[BEGIN MATERIALS PROVIDED]
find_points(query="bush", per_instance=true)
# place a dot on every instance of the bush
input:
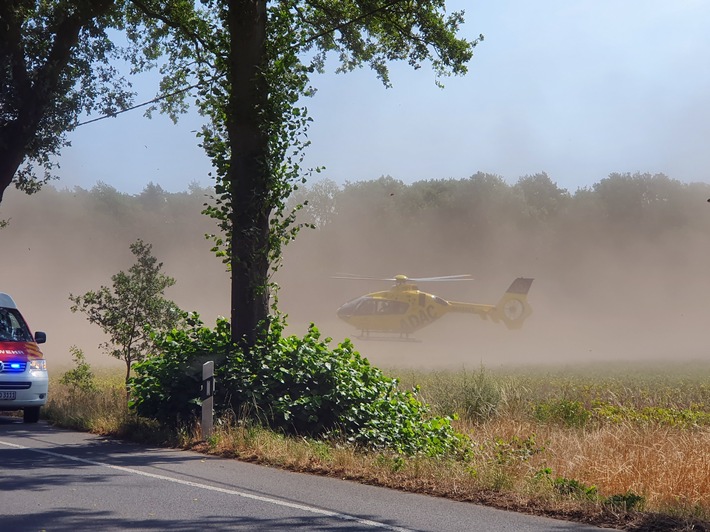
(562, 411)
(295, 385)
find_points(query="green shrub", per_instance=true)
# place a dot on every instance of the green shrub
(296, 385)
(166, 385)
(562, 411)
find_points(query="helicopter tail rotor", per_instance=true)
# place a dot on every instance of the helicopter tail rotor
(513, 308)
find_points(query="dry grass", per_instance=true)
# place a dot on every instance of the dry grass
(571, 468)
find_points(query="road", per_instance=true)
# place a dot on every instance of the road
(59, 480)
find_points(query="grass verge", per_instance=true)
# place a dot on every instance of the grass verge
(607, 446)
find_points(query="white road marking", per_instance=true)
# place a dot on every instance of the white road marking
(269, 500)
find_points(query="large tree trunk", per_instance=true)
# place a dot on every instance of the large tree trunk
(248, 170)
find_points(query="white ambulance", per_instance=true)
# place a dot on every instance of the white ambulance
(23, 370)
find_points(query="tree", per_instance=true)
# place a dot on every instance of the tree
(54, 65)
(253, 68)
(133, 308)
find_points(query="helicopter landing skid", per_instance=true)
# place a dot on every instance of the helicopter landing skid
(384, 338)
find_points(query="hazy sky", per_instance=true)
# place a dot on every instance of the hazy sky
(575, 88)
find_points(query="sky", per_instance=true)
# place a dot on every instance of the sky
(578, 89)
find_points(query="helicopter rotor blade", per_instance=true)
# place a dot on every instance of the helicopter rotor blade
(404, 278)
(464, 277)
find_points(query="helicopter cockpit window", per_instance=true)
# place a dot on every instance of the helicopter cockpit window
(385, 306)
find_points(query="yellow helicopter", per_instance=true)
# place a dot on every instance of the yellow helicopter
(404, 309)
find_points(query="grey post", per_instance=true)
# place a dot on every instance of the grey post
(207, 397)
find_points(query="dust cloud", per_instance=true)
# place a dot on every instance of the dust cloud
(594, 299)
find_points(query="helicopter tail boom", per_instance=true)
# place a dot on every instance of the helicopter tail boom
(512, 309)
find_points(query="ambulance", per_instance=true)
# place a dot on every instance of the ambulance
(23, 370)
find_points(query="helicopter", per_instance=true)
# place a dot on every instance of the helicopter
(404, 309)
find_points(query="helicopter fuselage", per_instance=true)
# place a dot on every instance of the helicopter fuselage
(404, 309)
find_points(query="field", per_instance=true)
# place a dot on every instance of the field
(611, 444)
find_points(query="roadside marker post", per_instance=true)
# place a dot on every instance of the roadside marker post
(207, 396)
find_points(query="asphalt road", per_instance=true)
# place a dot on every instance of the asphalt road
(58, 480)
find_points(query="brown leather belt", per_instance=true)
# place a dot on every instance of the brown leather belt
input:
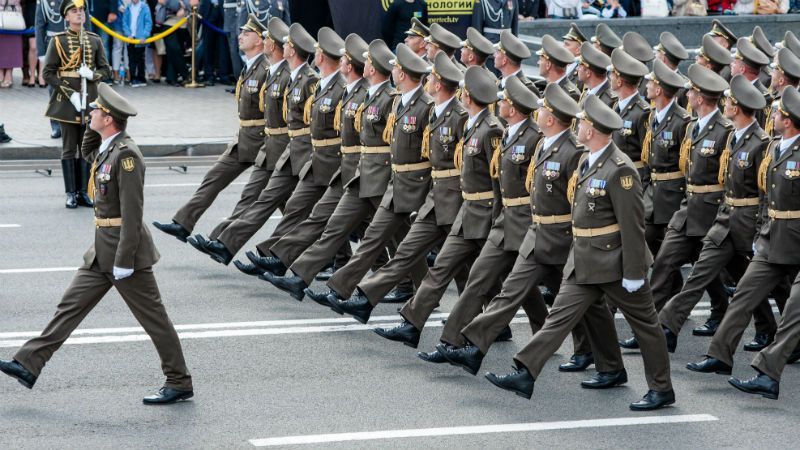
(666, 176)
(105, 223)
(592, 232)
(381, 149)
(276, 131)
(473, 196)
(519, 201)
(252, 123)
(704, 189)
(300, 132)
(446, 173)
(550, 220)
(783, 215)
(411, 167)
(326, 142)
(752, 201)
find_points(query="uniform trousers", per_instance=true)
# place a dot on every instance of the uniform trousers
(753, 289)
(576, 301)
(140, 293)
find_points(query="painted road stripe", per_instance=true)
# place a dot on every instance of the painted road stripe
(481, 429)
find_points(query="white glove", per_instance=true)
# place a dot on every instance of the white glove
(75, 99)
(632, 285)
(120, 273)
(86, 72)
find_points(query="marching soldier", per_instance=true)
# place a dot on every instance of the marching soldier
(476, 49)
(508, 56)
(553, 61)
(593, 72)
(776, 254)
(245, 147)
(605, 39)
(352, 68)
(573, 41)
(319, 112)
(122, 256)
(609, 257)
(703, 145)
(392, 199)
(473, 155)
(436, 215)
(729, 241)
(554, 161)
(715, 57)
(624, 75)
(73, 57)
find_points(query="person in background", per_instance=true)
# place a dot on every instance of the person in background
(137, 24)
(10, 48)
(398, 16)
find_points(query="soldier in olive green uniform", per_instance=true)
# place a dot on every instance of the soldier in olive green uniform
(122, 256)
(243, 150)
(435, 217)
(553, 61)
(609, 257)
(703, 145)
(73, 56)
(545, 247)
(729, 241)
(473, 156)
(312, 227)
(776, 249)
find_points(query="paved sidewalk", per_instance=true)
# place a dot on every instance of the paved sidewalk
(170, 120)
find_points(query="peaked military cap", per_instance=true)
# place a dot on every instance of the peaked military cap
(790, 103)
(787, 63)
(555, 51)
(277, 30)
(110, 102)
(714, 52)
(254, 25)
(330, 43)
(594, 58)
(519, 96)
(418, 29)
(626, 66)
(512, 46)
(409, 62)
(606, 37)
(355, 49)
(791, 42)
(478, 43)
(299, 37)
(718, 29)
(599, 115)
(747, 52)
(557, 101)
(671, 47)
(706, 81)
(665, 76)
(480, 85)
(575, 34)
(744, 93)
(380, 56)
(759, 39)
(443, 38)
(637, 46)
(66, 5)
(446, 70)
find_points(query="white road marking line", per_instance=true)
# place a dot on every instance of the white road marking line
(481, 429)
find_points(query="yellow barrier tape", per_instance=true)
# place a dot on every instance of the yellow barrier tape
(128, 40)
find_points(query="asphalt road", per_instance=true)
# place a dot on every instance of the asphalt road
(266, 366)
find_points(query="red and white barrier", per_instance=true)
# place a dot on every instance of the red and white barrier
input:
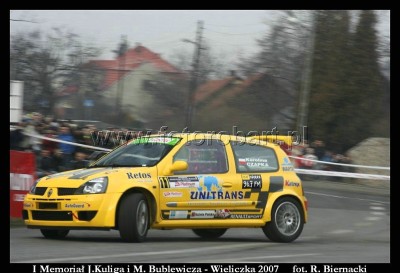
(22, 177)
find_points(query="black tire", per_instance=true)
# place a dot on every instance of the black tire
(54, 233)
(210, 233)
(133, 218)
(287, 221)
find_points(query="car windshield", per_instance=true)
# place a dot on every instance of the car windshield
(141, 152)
[END MATERIALS PROVIDED]
- EXERCISE DIRECTIONS -
Quote the records in full and exactly; skip any image.

- ANSWER FOR THIS EXERCISE -
find_points(query="bush", per_instance=true)
# place a dot on every instance of the bush
input:
(562, 411)
(295, 385)
find_points(query="green shrub", per_instance=true)
# place a dot on every instance of the green shrub
(296, 385)
(166, 385)
(562, 411)
find_points(query="helicopter tail rotor", per_instance=true)
# place a dot on every instance of the helicopter tail rotor
(513, 308)
find_points(query="dry grass", per_instance=true)
# place a dot on every instance of the dry grass
(571, 468)
find_points(query="road", per_instance=true)
# place a dot on every instance of the road
(59, 480)
find_points(query="grass verge", per_instance=true)
# place a dot on every instance of the grass verge
(607, 446)
find_points(query="white road marking", per_instance=true)
# place a dot on every instance of the white road marking
(269, 500)
find_points(query="large tree trunk", per_instance=true)
# place a dot on every instance of the large tree trunk
(248, 170)
find_points(query="white ambulance", per_instance=true)
# place a dot on every instance of the white ambulance
(23, 370)
find_points(query="tree", per_instance=true)
# place a dot on every instance of the tree
(54, 65)
(253, 68)
(133, 308)
find_points(query="helicopter landing skid", per_instance=true)
# place a dot on every instance of the helicopter landing skid
(384, 338)
find_points(query="hazy sky", per_instance=true)
# place a dot on every instance of the hazy sky
(575, 88)
find_points(query="sky", per_instance=true)
# place a dot on every instance of the sky
(578, 89)
find_points(query="helicopter rotor blade", per_instance=true)
# place a dot on every instance of the helicopter rotor blade
(404, 278)
(464, 277)
find_points(query="helicopter cockpit window", per_instance=true)
# place a dot on every instance of the helicopter cockpit window
(385, 306)
find_points(query="yellow helicopter", per_instance=true)
# place a dot on every instance of the yellow helicopter
(404, 309)
find_points(query="grey post", per_instance=true)
# place a dot on every instance of the grey post
(207, 397)
find_points(query="dust cloud", per_instance=true)
# place a dot on every instance of the dust cloud
(594, 299)
find_points(query="helicopter tail boom", per_instance=true)
# place a dot on every instance of the helicopter tail boom
(512, 309)
find_points(query="ambulance", per_instance=true)
# place a dot on every instance of the ambulance
(23, 370)
find_points(query="helicopter", per_instance=true)
# place a dot on every instance of the helicopter
(404, 309)
find_points(query="helicopter fuselage", per_instance=true)
# place a dot on every instance of the helicopter fuselage
(404, 309)
find_points(query="field", per_instance=true)
# place a dot on every instance of the field
(611, 444)
find_points(query="roadside marker post", per_instance=true)
# place a dot on every instance of the roadside marker post
(207, 396)
find_points(query="asphalt road", per_instance=true)
# place a dot on every instance of the asphalt road
(58, 480)
find_points(query="brown leather belt", per_instance=true)
# place a dot on every instance of the brown leather belt
input:
(666, 176)
(105, 223)
(592, 232)
(381, 149)
(276, 131)
(473, 196)
(519, 201)
(252, 123)
(704, 189)
(300, 132)
(446, 173)
(550, 220)
(783, 215)
(411, 167)
(326, 142)
(752, 201)
find_points(query="uniform trousers", per_instance=true)
# place a dot on every instance of the uniform trousers
(753, 289)
(576, 301)
(140, 293)
find_points(query="painted road stripe", per_instance=true)
# place a dot on every instance of the painted road stripe
(481, 429)
find_points(query="white glove", per_instance=true)
# place a dot on every instance of the white glove
(75, 99)
(632, 285)
(120, 273)
(86, 72)
find_points(query="marching soldier", per_instance=true)
# place a dot on every instance of the marching soldier
(476, 49)
(508, 56)
(553, 61)
(593, 72)
(776, 254)
(245, 147)
(605, 39)
(352, 68)
(573, 41)
(319, 112)
(122, 256)
(609, 257)
(703, 145)
(392, 199)
(473, 155)
(436, 215)
(729, 241)
(554, 161)
(715, 57)
(624, 75)
(73, 57)
find_points(query="person in background", per_instance=true)
# place a dot on every instance of the person in background
(137, 24)
(10, 48)
(398, 16)
find_points(query="soldier in olive green uniform", per_instance=true)
# place a dot on every instance of the soldier in olive green uniform
(122, 256)
(243, 150)
(435, 217)
(553, 61)
(609, 257)
(703, 145)
(73, 56)
(545, 247)
(729, 241)
(473, 156)
(312, 227)
(776, 249)
find_points(query="paved sidewalk", per_instance=true)
# place a dot on every instance of the paved sidewalk
(170, 120)
find_points(query="peaked military cap", per_instance=true)
# place a dot on every instance of the peaked military cap
(790, 103)
(787, 63)
(555, 51)
(277, 30)
(110, 102)
(714, 52)
(254, 25)
(330, 43)
(594, 58)
(519, 96)
(418, 29)
(626, 66)
(512, 46)
(409, 62)
(606, 37)
(355, 49)
(791, 42)
(478, 43)
(299, 37)
(718, 29)
(599, 115)
(747, 52)
(557, 101)
(671, 47)
(706, 81)
(665, 76)
(480, 85)
(575, 34)
(744, 93)
(380, 56)
(759, 39)
(443, 38)
(637, 46)
(66, 5)
(446, 70)
find_points(query="white road marking line", per_instance=true)
# place a dot on every instance of the white road marking line
(481, 429)
find_points(query="yellow barrier tape", per_instance=true)
# place a dot on every instance of the yellow barrier tape
(128, 40)
find_points(query="asphalt road", per_instance=true)
# place a dot on every instance of the asphalt road
(266, 366)
find_points(query="red and white barrier", per_instance=true)
# place a dot on every instance of the red and white barrier
input:
(22, 177)
find_points(query="black tire", per_instance=true)
# place a dot on every instance of the black tire
(54, 233)
(210, 233)
(133, 218)
(287, 221)
find_points(query="car windshield", per_instance=true)
# place a dot on every instance of the car windshield
(141, 152)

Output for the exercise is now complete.